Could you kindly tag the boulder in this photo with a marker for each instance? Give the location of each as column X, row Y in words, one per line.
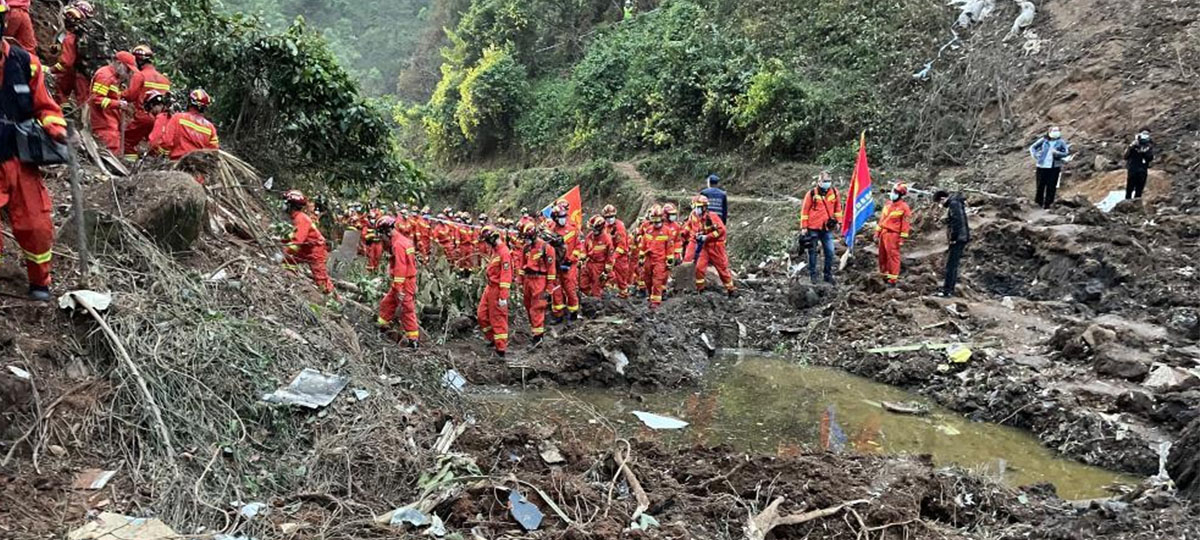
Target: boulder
column 1122, row 363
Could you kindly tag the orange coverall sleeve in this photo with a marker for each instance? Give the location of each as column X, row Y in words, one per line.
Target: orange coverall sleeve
column 505, row 257
column 46, row 109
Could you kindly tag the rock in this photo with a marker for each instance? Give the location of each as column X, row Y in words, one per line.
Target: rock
column 1183, row 463
column 1096, row 336
column 169, row 207
column 1115, row 360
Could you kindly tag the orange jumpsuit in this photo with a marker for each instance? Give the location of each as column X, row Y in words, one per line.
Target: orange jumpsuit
column 22, row 191
column 19, row 25
column 444, row 234
column 183, row 133
column 307, row 246
column 623, row 259
column 66, row 76
column 567, row 294
column 891, row 233
column 713, row 251
column 424, row 237
column 601, row 253
column 403, row 283
column 493, row 318
column 655, row 246
column 373, row 247
column 539, row 270
column 139, row 129
column 106, row 111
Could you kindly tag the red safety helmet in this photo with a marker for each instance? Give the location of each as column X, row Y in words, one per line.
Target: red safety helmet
column 199, row 99
column 295, row 197
column 84, row 7
column 143, row 53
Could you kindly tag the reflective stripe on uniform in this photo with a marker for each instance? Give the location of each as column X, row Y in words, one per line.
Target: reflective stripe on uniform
column 196, row 127
column 39, row 258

- [TASK BRIEF]
Quote the lines unchanged, starting at the line that contains "Could you kindly tag the orange coverall" and stopping after the line that contains "column 46, row 109".

- [CORRECT OUTPUT]
Could you kindly tag the orange coverall sleeve in this photo with a marker for each instance? Give the location of each as column X, row Y in words, one per line.
Target: orange coverall sleeve
column 505, row 257
column 46, row 109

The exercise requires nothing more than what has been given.